What this task involves: Can you rewrite the paragraph in the FVA text that begins "Since the model has already coupled" as a short list that keeps its main facts?

Reading passage:
------------------------------
Under heterotrophic conditions, the FVA results show that among the core reactions, only the urease reaction (R_UREASE_RXN) exhibits a clear flux variability range, while biomass, lactoprotein synthesis, ATP maintenance, and hydrogenase reactions are almost fixed at a single value.

Since the model has already coupled lactoprotein synthesis with growth, these two reactions have no degrees of freedom in the FVA, and their fluxes are completely locked at the fixed values determined by the optimal solution. ATP maintenance remains a strict energy demand with no flexibility, while the hydrogenase reaction is completely suppressed under heterotrophic conditions, keeping its flux range at zero.

The urease reaction, as the only flexible component, indicates that the system retains some redundancy in nitrogen metabolism, allowing for different levels of urea degradation to meet nitrogen requirements for both growth and product synthesis.

The left plot shows the growth rate (Biomass), while the right plot shows the lactoprotein flux. The x-axis represents the carbon source uptake rate (Fructose uptake), and the y-axis represents the nitrogen source uptake rate (Urea uptake).
------------------------------
Raw data:

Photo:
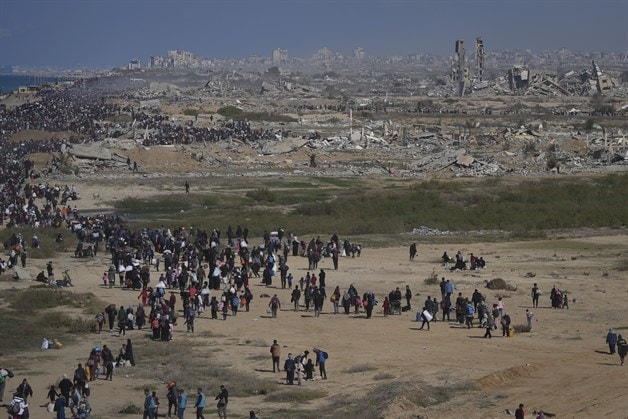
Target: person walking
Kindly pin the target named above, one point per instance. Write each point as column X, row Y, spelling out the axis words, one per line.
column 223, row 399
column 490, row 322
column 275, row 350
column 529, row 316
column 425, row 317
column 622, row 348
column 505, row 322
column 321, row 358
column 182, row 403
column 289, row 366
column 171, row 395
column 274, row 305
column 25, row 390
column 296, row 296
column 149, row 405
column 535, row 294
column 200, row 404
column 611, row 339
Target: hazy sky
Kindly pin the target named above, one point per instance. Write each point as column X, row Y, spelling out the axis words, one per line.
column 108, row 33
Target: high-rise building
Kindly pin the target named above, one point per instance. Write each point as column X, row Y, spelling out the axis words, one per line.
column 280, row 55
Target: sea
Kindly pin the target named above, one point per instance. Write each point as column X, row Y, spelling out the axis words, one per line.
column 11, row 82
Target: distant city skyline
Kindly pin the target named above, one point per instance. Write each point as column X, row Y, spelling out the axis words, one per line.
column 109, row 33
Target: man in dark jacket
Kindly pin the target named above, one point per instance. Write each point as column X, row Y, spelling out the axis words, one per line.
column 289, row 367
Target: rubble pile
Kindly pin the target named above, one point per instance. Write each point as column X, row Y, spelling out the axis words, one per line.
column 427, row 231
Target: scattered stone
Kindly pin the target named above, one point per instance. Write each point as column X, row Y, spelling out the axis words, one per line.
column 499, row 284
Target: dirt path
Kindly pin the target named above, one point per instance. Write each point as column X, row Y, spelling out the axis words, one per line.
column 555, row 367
------------------------------
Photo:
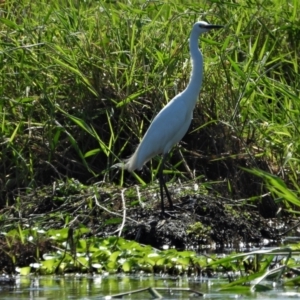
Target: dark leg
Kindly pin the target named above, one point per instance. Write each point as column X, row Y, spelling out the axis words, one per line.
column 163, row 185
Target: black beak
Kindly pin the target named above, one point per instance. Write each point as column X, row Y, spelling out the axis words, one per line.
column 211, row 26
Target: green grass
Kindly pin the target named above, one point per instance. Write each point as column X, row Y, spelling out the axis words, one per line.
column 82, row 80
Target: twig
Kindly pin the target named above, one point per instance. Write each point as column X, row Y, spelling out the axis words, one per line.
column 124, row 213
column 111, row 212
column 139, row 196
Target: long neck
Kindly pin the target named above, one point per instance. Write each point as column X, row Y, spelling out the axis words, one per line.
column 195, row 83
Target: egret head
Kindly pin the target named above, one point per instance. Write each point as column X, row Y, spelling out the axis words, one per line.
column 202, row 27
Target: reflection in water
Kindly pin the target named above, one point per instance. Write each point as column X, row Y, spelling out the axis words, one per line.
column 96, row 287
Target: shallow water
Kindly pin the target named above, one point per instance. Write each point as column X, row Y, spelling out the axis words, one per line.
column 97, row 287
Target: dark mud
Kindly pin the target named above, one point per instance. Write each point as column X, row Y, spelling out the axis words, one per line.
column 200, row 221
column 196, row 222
------------------------------
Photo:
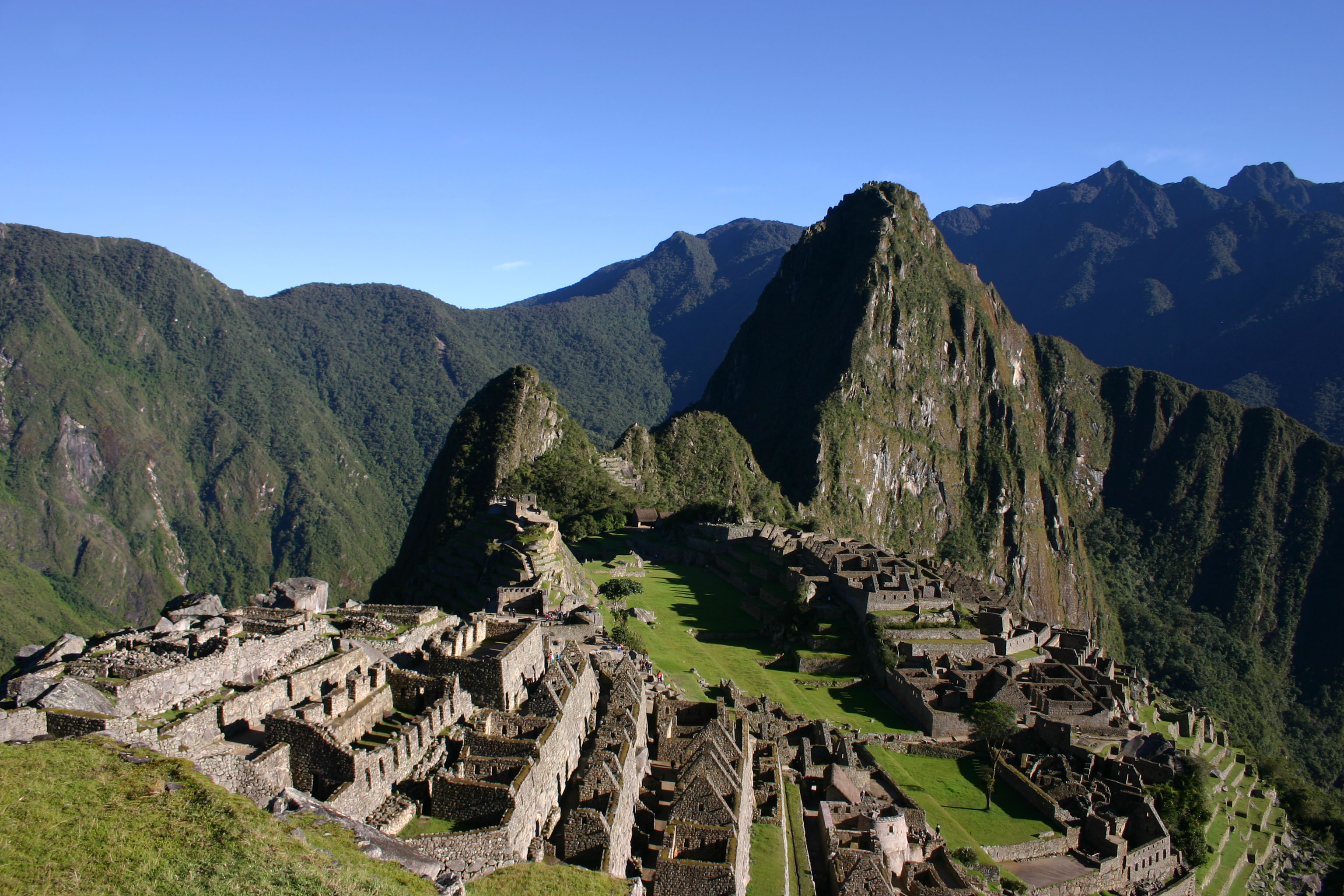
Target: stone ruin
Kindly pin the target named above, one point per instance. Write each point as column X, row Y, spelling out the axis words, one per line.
------------------------------
Task solution:
- Lactoprotein synthesis is coupled with growth in the model, so neither reaction has degrees of freedom in the FVA. Both fluxes are locked at the values set by the optimal solution.
- ATP maintenance is a strict energy demand with no flexibility.
- Under heterotrophic conditions the hydrogenase reaction is completely suppressed, and its flux range stays at zero.